>> begin INFORMATION GIVEN

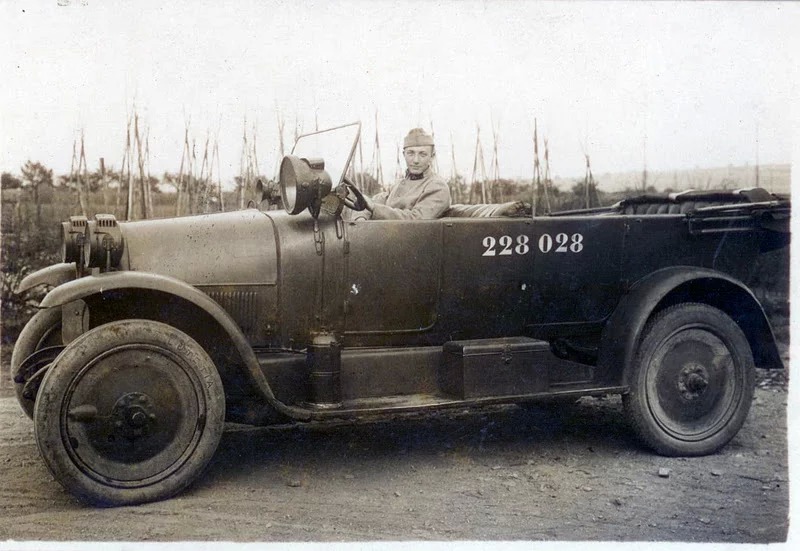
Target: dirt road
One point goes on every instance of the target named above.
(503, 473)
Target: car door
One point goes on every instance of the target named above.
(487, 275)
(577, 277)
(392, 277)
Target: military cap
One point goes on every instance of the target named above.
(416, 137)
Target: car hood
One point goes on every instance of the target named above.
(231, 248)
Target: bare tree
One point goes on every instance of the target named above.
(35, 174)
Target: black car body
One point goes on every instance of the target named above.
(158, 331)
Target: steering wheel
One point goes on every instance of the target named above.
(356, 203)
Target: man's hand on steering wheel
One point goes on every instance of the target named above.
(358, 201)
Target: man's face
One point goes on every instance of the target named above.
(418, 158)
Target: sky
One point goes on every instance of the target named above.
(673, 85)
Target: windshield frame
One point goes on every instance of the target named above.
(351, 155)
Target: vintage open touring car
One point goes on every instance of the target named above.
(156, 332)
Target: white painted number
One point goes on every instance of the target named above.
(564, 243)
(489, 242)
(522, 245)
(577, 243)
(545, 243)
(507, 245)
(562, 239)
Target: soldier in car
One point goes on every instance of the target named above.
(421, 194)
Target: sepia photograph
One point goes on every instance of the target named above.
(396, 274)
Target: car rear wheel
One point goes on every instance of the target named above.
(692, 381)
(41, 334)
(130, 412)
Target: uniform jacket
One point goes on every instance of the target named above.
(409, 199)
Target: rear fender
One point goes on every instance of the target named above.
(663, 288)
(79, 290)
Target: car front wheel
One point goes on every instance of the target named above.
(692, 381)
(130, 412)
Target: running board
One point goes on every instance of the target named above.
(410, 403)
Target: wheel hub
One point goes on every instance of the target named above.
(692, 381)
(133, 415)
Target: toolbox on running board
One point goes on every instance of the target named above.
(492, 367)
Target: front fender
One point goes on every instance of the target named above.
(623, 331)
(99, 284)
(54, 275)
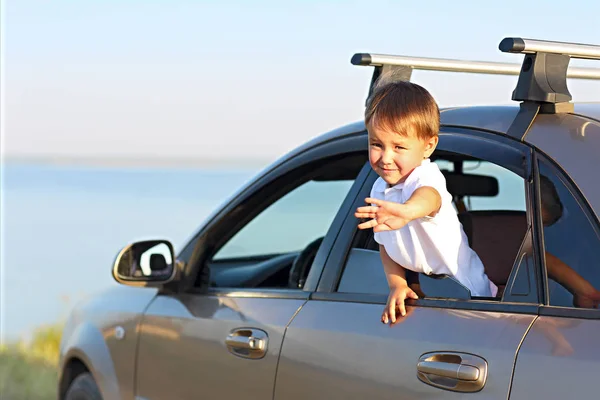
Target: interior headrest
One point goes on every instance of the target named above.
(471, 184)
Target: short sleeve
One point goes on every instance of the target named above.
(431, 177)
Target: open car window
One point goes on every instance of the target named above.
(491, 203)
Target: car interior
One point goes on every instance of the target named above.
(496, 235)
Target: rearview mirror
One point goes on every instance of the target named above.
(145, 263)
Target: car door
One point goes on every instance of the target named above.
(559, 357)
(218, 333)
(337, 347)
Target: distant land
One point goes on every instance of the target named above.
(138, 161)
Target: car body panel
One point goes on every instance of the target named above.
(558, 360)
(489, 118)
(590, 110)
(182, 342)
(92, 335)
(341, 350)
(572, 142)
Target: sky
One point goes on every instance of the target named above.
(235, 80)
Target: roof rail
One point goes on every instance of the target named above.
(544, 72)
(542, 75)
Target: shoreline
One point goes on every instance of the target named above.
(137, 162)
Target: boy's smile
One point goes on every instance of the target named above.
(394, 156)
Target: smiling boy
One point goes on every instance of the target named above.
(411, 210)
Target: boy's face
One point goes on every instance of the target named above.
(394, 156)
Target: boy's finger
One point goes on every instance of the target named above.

>> end INFORMATION GIVEN
>> begin INFORMATION GIVEN

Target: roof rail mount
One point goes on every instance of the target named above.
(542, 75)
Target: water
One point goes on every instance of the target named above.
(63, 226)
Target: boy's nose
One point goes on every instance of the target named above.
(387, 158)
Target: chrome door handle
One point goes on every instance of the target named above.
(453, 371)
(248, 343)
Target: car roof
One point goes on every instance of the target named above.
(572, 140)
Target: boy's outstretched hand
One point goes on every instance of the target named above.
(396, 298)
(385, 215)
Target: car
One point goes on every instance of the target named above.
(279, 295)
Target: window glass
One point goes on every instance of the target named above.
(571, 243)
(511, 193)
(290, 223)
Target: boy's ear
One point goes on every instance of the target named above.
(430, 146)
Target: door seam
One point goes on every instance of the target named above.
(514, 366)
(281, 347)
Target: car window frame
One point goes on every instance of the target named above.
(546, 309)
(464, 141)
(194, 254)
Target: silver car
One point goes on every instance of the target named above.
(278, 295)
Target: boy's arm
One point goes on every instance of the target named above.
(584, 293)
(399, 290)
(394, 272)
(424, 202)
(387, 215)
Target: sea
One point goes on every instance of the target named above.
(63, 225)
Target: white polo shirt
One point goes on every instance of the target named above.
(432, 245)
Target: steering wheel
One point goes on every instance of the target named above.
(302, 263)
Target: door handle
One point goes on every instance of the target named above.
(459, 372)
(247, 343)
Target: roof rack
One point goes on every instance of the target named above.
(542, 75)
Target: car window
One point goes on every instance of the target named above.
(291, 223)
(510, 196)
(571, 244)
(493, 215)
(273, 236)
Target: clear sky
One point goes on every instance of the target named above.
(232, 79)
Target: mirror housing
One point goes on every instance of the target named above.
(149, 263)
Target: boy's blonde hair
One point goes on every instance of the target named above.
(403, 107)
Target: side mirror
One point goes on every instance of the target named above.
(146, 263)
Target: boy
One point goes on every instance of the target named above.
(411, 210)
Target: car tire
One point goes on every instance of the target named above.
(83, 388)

>> end INFORMATION GIVEN

WHAT IS BEING ASKED: Pull out every line of the material above that contains the word "door", and copy each one in full. Case counts.

SOLUTION FOR THIS EXERCISE:
Target: car door
Target: car door
Target: chrome door handle
Target: door seam
Target: door handle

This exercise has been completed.